Begin Excerpted data

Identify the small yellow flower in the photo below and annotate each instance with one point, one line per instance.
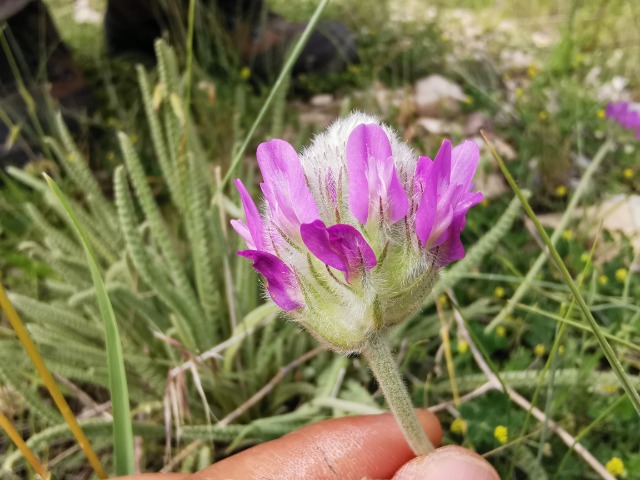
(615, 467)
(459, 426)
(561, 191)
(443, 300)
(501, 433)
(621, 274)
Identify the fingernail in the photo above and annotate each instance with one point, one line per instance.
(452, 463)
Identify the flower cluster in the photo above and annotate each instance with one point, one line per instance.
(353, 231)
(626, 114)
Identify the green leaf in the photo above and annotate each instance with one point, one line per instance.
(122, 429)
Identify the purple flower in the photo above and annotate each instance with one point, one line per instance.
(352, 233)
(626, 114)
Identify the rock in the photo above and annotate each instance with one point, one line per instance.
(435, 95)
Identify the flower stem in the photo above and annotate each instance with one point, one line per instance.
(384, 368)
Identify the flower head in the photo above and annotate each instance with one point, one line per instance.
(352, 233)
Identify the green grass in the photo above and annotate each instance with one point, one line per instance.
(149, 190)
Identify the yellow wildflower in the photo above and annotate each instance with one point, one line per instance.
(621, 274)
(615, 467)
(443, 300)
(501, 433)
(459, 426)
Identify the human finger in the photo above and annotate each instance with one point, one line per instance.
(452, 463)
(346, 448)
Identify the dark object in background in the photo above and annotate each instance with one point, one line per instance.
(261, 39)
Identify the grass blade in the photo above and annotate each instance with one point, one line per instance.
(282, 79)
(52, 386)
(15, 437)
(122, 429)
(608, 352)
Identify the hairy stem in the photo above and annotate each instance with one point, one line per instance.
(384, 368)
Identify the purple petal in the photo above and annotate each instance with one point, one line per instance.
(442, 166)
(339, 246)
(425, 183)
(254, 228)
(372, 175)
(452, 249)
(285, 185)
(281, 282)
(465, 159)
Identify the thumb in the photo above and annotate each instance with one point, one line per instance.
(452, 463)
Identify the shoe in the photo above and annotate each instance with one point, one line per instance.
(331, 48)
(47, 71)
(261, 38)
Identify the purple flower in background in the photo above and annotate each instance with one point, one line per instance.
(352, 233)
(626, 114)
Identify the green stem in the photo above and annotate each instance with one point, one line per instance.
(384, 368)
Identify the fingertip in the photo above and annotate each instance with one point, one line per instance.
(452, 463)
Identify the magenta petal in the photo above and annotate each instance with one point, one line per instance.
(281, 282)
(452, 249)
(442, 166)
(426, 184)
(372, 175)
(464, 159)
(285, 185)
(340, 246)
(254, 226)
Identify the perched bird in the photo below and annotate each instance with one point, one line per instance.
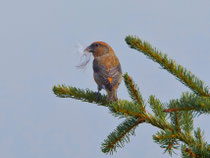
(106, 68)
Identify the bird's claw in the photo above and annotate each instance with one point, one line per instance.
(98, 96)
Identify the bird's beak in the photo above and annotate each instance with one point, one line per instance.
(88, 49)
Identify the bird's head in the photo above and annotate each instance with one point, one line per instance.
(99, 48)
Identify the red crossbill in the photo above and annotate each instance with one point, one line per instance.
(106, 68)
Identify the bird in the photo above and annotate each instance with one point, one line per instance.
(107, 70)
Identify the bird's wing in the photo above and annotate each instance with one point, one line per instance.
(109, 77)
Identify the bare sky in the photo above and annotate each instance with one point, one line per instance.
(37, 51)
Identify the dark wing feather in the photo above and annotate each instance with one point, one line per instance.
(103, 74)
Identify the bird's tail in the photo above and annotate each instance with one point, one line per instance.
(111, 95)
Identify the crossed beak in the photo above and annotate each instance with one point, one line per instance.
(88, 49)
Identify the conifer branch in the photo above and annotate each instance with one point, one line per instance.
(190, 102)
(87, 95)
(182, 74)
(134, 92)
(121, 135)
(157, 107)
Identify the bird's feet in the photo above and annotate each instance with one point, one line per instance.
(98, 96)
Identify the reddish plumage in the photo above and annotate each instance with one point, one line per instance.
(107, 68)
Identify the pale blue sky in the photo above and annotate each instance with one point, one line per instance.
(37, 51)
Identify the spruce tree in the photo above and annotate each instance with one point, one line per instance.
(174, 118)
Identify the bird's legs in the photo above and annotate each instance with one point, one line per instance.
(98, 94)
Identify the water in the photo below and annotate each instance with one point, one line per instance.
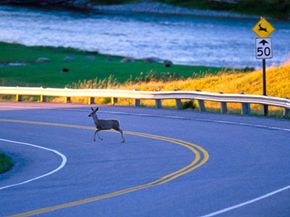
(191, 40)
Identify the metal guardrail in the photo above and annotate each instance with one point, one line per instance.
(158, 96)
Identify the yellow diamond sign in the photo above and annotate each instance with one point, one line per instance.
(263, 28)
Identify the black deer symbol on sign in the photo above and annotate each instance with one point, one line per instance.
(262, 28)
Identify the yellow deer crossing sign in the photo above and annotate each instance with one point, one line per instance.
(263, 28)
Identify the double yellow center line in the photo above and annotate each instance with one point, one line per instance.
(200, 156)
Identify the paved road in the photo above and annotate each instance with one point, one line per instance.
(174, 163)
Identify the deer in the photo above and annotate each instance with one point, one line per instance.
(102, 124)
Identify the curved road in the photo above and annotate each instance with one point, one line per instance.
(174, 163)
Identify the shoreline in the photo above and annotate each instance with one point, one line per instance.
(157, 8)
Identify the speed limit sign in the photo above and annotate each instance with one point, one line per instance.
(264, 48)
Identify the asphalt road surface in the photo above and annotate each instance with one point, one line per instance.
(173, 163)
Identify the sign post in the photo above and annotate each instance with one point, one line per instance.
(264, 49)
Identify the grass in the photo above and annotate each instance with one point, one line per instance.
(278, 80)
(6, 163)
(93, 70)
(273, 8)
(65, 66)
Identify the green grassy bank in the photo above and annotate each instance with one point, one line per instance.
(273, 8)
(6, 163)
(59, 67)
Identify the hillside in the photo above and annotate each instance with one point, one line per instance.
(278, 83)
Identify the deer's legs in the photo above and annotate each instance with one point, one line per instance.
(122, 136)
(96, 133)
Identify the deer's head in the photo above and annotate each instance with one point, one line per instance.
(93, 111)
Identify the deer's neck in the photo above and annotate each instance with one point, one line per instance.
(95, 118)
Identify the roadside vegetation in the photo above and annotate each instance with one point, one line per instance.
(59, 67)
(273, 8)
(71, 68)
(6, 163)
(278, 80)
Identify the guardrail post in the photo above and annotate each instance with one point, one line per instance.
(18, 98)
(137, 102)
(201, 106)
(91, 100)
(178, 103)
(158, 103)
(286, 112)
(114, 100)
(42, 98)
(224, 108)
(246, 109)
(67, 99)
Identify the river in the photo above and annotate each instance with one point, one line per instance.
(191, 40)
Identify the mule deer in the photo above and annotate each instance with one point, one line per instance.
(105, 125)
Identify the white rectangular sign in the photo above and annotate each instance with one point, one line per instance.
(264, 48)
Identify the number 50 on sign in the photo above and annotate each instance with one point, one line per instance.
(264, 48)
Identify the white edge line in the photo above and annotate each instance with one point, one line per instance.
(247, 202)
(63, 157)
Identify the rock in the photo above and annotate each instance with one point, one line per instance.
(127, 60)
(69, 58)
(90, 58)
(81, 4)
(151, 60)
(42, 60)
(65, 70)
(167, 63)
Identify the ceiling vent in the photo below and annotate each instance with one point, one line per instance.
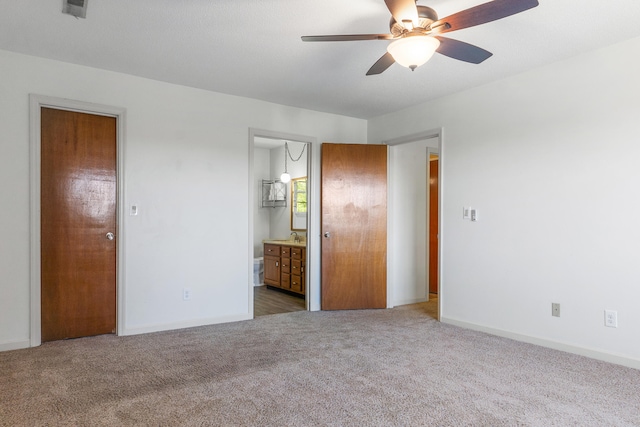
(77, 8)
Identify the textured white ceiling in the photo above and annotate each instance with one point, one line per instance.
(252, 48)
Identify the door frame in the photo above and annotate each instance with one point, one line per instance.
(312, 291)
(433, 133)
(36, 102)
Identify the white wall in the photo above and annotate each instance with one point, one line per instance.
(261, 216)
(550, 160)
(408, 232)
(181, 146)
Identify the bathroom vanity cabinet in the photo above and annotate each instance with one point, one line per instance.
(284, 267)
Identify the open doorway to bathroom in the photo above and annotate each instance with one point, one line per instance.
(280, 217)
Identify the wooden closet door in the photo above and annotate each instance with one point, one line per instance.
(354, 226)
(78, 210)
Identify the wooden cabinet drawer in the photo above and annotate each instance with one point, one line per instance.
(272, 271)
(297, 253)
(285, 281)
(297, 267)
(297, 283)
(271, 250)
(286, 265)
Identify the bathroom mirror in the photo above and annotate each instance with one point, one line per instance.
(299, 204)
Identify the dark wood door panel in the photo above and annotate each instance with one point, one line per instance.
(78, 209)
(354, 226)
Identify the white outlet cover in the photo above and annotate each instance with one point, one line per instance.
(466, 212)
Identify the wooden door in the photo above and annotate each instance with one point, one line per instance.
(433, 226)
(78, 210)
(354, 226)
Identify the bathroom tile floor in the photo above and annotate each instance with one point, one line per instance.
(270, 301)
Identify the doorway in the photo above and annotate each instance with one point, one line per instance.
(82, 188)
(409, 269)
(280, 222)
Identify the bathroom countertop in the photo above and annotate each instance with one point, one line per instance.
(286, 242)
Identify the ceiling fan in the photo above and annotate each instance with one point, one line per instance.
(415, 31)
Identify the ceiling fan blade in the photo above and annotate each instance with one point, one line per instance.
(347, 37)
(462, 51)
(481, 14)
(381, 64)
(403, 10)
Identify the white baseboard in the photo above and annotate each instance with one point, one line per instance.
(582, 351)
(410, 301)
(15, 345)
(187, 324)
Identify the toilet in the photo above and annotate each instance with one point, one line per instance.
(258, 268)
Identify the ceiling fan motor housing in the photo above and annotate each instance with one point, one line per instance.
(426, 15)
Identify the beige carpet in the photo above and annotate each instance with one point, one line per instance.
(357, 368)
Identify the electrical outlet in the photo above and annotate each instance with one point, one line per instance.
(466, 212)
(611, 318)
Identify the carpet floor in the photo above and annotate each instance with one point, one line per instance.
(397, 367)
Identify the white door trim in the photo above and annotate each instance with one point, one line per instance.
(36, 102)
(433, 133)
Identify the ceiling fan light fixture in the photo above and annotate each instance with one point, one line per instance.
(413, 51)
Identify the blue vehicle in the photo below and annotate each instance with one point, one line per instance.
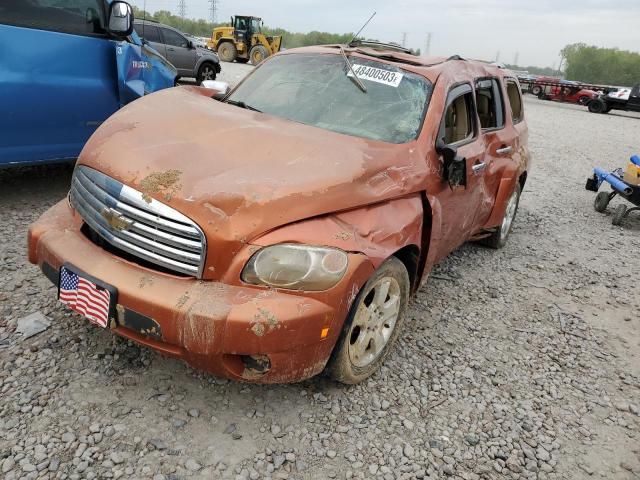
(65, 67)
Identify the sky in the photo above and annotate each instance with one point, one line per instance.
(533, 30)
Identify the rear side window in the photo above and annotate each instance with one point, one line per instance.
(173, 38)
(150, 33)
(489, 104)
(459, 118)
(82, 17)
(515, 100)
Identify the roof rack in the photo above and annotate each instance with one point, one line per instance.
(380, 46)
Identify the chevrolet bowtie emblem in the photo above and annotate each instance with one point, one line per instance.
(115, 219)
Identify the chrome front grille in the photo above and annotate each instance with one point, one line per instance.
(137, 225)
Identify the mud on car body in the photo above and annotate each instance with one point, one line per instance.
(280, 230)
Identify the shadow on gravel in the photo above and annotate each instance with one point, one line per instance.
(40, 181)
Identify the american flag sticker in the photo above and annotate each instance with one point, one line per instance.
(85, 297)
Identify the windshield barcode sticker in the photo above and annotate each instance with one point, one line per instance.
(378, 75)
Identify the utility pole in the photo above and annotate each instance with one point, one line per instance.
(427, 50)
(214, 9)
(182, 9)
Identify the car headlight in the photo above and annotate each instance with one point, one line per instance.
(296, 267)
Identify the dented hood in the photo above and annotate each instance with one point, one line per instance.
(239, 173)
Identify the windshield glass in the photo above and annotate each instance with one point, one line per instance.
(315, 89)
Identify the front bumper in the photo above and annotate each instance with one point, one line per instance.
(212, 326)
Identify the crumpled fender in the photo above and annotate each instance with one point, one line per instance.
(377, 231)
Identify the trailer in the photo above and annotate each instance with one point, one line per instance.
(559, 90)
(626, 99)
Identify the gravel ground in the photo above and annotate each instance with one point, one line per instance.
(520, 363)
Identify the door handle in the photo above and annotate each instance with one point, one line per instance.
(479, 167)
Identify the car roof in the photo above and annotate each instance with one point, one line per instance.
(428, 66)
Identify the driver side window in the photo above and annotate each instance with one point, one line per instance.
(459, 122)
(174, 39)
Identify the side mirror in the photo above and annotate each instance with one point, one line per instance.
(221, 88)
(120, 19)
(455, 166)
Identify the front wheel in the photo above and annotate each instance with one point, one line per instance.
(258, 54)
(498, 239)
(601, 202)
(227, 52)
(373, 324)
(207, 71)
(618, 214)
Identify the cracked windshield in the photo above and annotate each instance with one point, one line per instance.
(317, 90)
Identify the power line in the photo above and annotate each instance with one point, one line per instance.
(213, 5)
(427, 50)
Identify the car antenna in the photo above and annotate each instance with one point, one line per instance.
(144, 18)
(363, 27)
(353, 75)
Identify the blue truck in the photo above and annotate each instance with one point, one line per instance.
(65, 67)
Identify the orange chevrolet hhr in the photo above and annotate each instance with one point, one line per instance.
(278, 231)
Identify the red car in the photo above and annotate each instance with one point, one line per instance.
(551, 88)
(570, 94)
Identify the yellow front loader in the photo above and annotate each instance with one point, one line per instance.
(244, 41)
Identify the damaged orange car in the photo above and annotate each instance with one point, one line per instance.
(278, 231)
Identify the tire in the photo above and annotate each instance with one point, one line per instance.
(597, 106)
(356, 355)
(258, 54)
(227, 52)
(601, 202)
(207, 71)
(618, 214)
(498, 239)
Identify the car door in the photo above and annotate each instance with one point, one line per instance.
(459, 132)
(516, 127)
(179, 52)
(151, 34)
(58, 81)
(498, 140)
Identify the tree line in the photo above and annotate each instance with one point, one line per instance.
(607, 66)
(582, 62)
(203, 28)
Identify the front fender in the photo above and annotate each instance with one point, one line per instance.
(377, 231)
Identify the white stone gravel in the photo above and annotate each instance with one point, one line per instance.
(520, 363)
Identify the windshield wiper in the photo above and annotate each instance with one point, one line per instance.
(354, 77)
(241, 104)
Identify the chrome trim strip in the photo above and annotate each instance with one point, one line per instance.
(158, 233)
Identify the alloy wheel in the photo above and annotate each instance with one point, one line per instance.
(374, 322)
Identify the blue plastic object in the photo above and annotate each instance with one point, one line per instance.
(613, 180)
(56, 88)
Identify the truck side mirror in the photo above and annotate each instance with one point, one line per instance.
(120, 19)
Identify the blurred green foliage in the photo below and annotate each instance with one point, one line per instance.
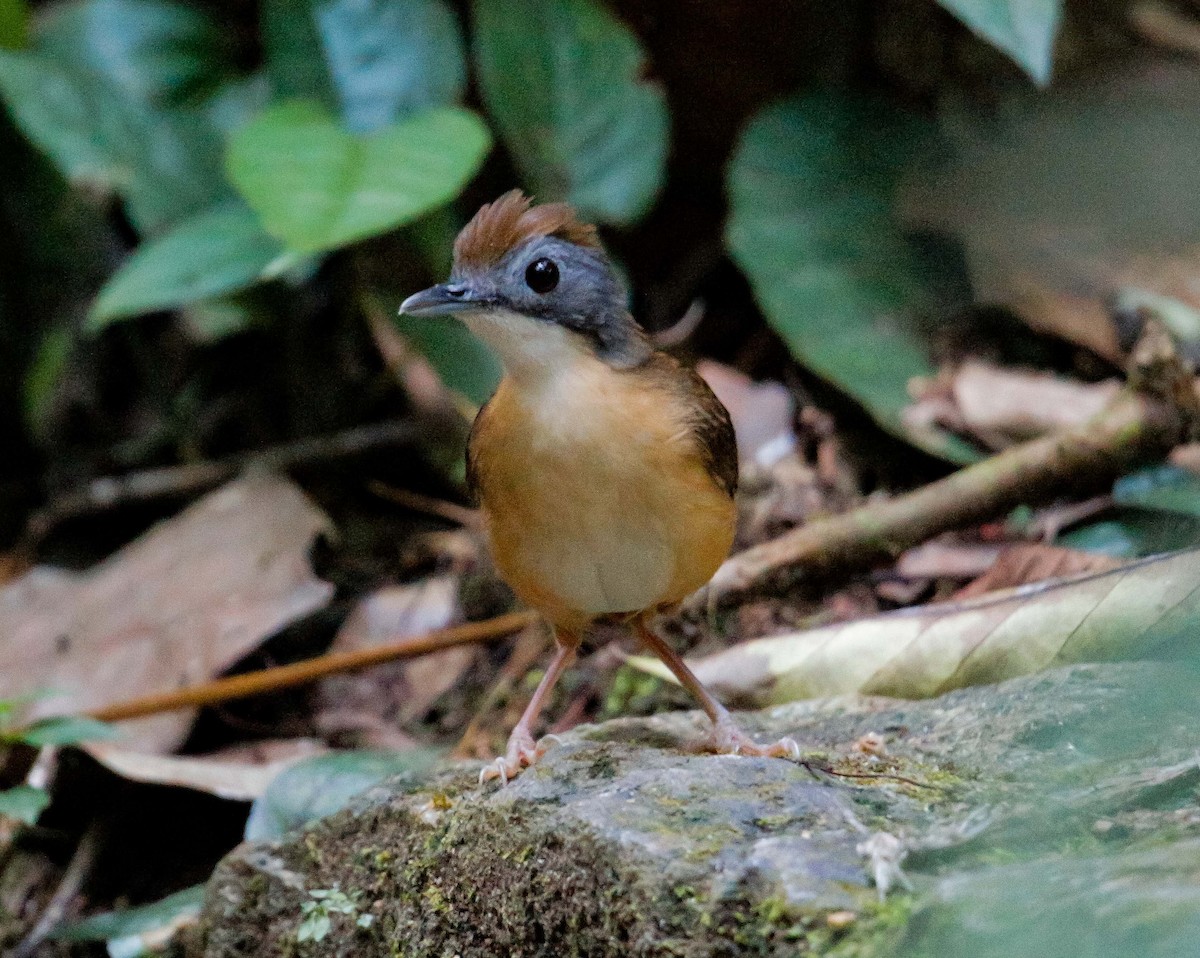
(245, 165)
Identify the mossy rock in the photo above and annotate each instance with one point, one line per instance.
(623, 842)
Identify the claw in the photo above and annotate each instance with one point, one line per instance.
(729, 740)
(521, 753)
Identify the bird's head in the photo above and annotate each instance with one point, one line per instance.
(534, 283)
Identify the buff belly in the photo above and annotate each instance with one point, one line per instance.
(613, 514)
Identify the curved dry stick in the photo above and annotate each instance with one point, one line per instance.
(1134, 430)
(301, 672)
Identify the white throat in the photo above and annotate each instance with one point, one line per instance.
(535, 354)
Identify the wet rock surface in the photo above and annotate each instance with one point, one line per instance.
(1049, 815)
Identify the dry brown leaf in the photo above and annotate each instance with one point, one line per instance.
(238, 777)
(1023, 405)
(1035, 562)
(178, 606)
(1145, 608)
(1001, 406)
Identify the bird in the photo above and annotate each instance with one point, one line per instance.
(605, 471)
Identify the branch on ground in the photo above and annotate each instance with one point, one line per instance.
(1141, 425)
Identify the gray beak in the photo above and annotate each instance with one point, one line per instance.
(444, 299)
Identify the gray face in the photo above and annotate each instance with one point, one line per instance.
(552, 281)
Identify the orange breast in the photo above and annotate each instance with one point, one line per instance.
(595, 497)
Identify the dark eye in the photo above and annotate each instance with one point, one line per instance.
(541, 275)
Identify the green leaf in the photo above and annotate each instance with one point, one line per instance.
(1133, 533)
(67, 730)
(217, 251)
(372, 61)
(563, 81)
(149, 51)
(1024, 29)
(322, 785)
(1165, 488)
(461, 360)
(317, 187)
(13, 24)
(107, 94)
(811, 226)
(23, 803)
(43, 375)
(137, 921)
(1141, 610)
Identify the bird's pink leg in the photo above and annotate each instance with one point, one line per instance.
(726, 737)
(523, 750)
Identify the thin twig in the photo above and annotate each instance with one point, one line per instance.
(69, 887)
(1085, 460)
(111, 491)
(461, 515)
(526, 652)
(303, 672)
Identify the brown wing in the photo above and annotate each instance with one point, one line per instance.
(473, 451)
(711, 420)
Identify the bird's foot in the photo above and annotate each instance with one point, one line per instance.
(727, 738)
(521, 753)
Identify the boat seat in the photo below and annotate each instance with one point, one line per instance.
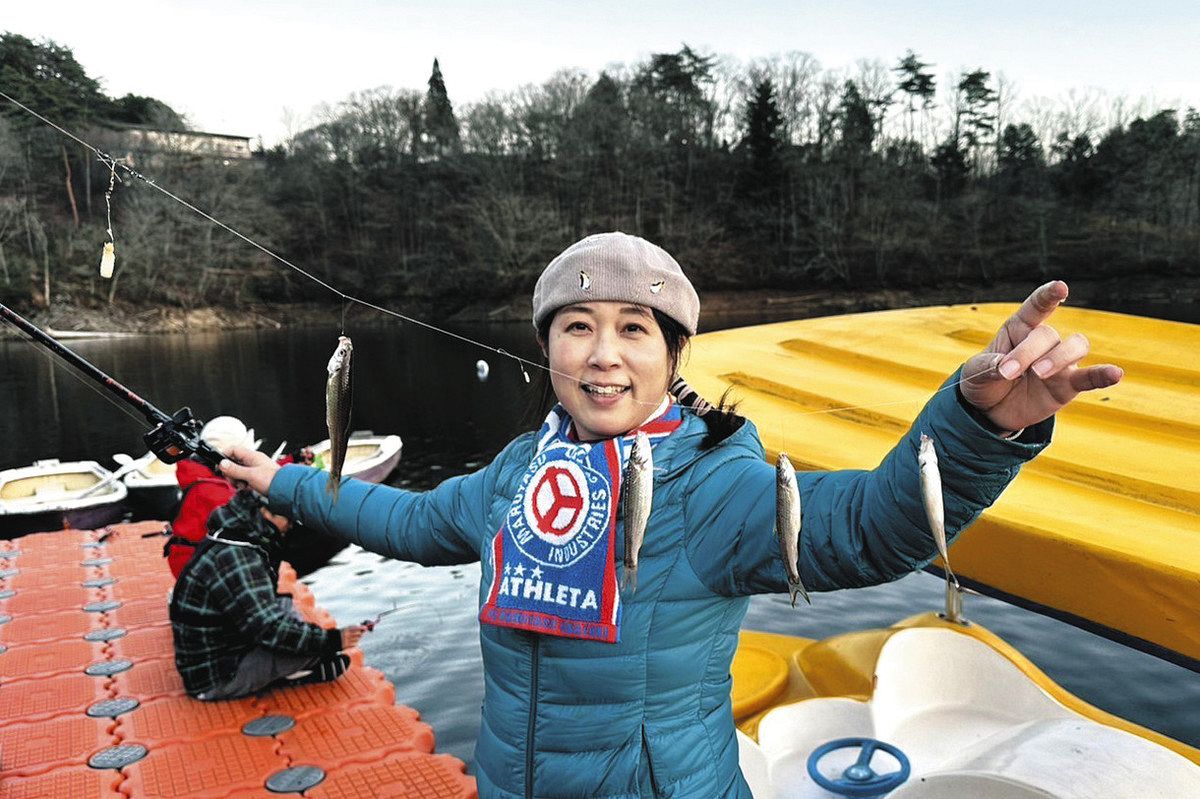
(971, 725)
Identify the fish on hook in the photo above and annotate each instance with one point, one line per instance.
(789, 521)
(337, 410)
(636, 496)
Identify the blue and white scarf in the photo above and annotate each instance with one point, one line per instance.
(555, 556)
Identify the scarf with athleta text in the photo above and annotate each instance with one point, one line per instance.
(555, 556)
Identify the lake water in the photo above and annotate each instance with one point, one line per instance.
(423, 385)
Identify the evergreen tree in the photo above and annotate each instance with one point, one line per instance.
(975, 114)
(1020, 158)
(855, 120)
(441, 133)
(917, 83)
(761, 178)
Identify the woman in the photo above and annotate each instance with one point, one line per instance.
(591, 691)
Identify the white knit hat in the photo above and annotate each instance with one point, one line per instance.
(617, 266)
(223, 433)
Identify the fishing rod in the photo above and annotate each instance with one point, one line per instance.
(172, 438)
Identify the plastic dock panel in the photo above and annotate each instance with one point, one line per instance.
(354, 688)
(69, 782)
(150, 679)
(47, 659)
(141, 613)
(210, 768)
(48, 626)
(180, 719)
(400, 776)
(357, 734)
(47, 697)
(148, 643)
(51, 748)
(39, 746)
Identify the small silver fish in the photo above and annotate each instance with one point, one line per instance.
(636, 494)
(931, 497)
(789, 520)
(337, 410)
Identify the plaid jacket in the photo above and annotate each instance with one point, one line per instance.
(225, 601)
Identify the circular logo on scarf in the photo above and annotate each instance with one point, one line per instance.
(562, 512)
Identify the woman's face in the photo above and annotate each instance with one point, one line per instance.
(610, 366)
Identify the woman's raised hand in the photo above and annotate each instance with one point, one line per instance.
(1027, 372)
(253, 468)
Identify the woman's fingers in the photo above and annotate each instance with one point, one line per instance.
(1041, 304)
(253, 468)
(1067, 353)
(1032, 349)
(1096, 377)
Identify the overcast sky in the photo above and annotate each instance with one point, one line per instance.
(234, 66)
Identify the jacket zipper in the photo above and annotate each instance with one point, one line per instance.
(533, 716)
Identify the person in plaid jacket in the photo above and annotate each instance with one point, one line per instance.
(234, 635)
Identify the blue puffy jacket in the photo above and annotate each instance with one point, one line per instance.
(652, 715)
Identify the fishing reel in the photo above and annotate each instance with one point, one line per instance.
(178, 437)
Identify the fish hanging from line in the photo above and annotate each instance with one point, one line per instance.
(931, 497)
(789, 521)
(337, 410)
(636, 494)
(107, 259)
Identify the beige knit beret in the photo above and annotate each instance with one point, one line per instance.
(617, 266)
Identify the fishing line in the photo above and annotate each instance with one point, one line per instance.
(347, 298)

End Excerpted data

**Requirements:** Output the line that contains "Identify the small silver", followed by every later line in the listing, with no line omitted and none added.

**Exercise answer:**
Identify the small silver fish in the photo above and annotate each instance with one point, one line per instance.
(636, 494)
(931, 497)
(789, 520)
(337, 410)
Identify the plaid jacket in the photo above and annotate each instance with one point, one line per instance.
(225, 601)
Identify the circular logo on scarf in the photo above and annotate each instance with one point, one line per instance.
(562, 512)
Identify the woman's face in the photo above and annotate each instance with one point, one line per instance.
(610, 366)
Identify the woman's raised hand in the photo above and annotate each instance with one point, one line per instance.
(1027, 372)
(253, 468)
Identify the woman's fingers in the photo above and annotate each instance with one point, one line per instance.
(1041, 304)
(253, 468)
(1067, 353)
(1032, 349)
(1096, 377)
Identify the overcast sky in the photo above and annotate each instance with one point, one line per instance.
(234, 66)
Identify the jacket zipper in the photo above and annotate each instance with one point, one line per instance.
(533, 716)
Identify the person in plaid jacket in the photo above and annotate each instance with one point, one line per instance.
(234, 635)
Identify the blue puffy jacket in the photo above and annotate each instance with one point, one line per instance.
(652, 715)
Identify the fishing reel in the photo above and annotate each instance with one point, one line per instance.
(178, 437)
Identify the fish hanging from line in the photo above and annotate each instance with one point, one line per instance.
(931, 497)
(789, 521)
(337, 410)
(636, 494)
(107, 259)
Identify the beige knit beret in the photo above and annotate each instance with one point, one line per instance.
(617, 266)
Identify the fishing line in the photo above and annotate each instance with one point, one line per instance.
(347, 298)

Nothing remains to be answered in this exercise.